BRIEF 1 → In the comment thread, whom does ramesam cite for the view that neuroscience may be awaiting its own Einstein?
BRIEF 2 → Transcribe the comment thread from "I hope I haven’t" up to and including "ramesam said...".

GIVEN TEXT →
──────────

I hope I haven’t led the discussion too far astray from what you intended.

Deric said...

Just a very brief comment, since these are very complex issues. The sorts of 'maps' and 'representations' that we can observe in physical measurements on the brain (that correspond to physical quantities in the work such as sound, light, pressure) are seen in the brains of animals who clearly do not possess the sort of "I" that we have. I think the actual neural correlates of our intuitive sense of self and "I" will probably seem quite counter-intuitive and alien if and when we find them.

ramesam said...

Responding to Deric’s comment:

First a big “thank you” to Deric for his time and thought as an expert in the field. As he observed, the issues are unarguably ‘very complex’. As Geoff Carr (2006) expressed, neuroscience may be awaiting its own Einstein and one day it maybe established that “the actual neural correlates of our intuitive sense of self and “I” probably [are] counter-intuitive and alien” as stated by Deric.

──────────

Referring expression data
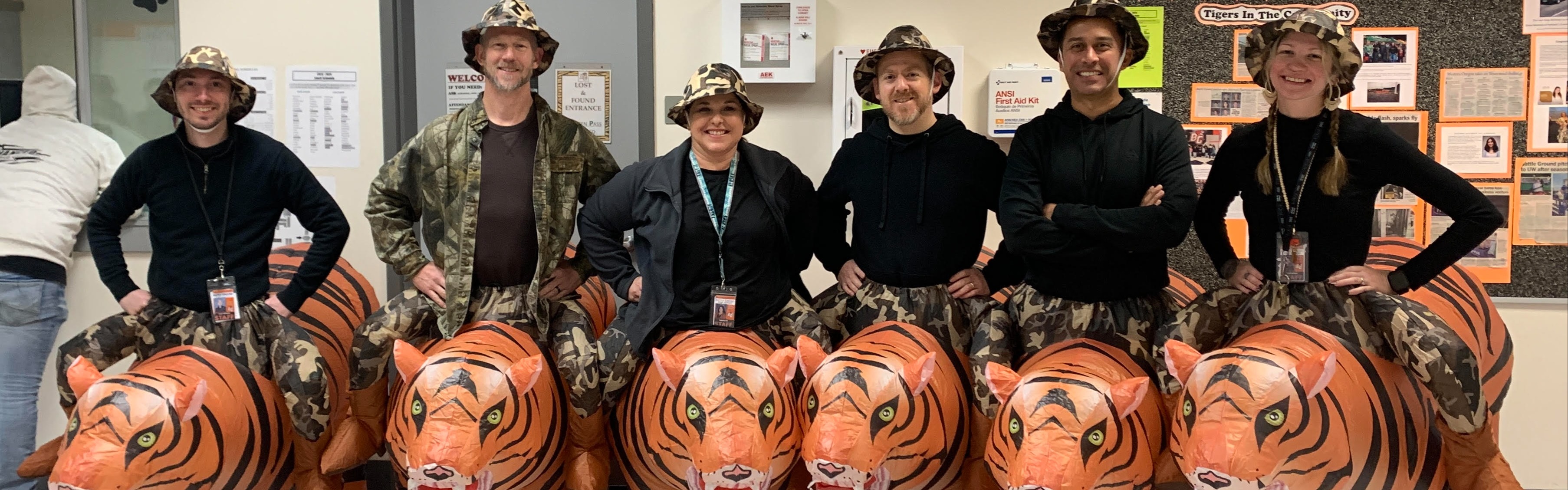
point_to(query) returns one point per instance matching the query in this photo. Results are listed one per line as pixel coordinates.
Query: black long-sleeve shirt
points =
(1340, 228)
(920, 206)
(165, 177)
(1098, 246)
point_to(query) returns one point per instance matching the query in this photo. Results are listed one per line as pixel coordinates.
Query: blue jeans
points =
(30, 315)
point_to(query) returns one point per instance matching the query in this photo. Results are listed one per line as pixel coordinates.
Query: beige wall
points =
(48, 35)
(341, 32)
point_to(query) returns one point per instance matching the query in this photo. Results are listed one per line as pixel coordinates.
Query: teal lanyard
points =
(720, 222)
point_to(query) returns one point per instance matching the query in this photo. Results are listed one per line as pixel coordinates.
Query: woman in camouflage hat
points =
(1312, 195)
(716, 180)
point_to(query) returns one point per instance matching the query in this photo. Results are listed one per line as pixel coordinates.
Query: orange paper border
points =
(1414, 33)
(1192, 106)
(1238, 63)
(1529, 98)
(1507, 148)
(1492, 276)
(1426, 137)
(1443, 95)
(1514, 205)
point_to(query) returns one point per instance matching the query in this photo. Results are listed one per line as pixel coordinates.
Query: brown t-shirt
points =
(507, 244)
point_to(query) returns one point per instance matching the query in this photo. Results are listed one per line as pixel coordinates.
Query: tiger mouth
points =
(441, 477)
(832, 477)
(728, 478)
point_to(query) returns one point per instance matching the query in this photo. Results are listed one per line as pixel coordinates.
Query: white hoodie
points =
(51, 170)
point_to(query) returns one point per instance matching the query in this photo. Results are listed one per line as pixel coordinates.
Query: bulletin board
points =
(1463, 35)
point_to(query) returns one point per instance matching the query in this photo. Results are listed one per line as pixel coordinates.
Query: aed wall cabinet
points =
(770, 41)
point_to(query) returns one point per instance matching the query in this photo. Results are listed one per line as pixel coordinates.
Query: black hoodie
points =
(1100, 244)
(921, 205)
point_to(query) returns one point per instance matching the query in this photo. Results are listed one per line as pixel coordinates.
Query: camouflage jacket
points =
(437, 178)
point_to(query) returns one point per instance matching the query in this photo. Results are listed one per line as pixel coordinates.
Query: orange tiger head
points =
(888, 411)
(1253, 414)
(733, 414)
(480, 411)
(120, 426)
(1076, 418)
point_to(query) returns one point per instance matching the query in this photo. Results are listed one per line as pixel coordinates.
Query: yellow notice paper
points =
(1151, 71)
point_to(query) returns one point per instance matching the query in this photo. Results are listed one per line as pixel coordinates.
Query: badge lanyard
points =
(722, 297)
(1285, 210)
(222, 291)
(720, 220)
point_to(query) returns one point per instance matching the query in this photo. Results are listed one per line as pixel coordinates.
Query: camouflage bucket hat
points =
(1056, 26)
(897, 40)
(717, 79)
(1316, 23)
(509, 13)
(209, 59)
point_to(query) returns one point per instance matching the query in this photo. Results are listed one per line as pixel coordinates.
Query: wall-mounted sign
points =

──────────

REPLY 1 → Geoff Carr (2006)

REPLY 2 →
I hope I haven’t led the discussion too far astray from what you intended.

Deric said...

Just a very brief comment, since these are very complex issues. The sorts of 'maps' and 'representations' that we can observe in physical measurements on the brain (that correspond to physical quantities in the work such as sound, light, pressure) are seen in the brains of animals who clearly do not possess the sort of "I" that we have. I think the actual neural correlates of our intuitive sense of self and "I" will probably seem quite counter-intuitive and alien if and when we find them.

ramesam said...